Rewrite every line of the records, starting at the beginning and ending at the line containing "<point>182,454</point>". Raise each coordinate in the answer points by 75, and leave all other lines and the sample point unchanged.
-- begin EXTRACTED RECORDS --
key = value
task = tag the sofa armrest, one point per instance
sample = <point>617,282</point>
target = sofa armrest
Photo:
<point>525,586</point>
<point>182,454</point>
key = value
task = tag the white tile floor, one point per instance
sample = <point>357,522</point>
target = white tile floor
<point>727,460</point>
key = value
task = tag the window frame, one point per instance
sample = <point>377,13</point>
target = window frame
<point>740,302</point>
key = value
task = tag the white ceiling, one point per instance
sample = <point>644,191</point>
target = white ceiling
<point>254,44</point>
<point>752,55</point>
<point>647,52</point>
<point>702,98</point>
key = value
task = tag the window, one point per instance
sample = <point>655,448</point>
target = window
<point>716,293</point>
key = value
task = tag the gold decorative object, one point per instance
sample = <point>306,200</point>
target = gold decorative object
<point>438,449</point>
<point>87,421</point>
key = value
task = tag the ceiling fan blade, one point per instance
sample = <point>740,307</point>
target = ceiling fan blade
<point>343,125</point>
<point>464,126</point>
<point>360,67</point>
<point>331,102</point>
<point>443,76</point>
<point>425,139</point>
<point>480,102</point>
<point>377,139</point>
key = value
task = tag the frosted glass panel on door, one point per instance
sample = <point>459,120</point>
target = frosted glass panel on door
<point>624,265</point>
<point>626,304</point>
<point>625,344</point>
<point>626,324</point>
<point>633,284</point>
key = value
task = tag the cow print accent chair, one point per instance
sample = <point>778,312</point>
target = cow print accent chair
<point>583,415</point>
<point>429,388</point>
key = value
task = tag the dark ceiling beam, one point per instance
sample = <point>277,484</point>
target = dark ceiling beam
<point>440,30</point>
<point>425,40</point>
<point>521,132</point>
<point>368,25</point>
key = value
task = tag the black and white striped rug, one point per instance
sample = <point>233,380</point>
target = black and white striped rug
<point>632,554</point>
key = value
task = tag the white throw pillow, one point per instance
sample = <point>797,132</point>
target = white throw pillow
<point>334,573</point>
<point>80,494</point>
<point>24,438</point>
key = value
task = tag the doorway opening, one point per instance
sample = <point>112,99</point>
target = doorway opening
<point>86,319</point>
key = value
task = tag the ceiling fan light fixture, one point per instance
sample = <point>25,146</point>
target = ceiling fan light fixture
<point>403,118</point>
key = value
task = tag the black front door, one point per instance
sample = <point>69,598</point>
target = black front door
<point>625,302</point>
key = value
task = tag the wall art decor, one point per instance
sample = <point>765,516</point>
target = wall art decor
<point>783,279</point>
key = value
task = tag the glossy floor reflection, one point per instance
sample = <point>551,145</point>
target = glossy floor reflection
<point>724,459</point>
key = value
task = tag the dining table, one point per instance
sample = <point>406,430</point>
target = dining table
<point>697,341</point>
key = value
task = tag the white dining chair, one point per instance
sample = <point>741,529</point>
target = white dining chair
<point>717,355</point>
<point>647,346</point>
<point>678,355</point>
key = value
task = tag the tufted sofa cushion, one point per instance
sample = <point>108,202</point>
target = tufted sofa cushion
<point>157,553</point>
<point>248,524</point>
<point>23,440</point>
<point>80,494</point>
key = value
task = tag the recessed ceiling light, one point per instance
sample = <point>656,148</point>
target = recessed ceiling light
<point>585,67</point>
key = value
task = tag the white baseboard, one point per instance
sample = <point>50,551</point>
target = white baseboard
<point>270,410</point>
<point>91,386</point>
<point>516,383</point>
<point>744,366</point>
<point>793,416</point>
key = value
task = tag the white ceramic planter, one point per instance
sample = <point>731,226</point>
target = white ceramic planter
-- end EXTRACTED RECORDS --
# [FINISHED TASK]
key = value
task = tag the sofa armrest, one point per instance
sample = <point>617,282</point>
target = sofa armrest
Photo:
<point>600,661</point>
<point>257,529</point>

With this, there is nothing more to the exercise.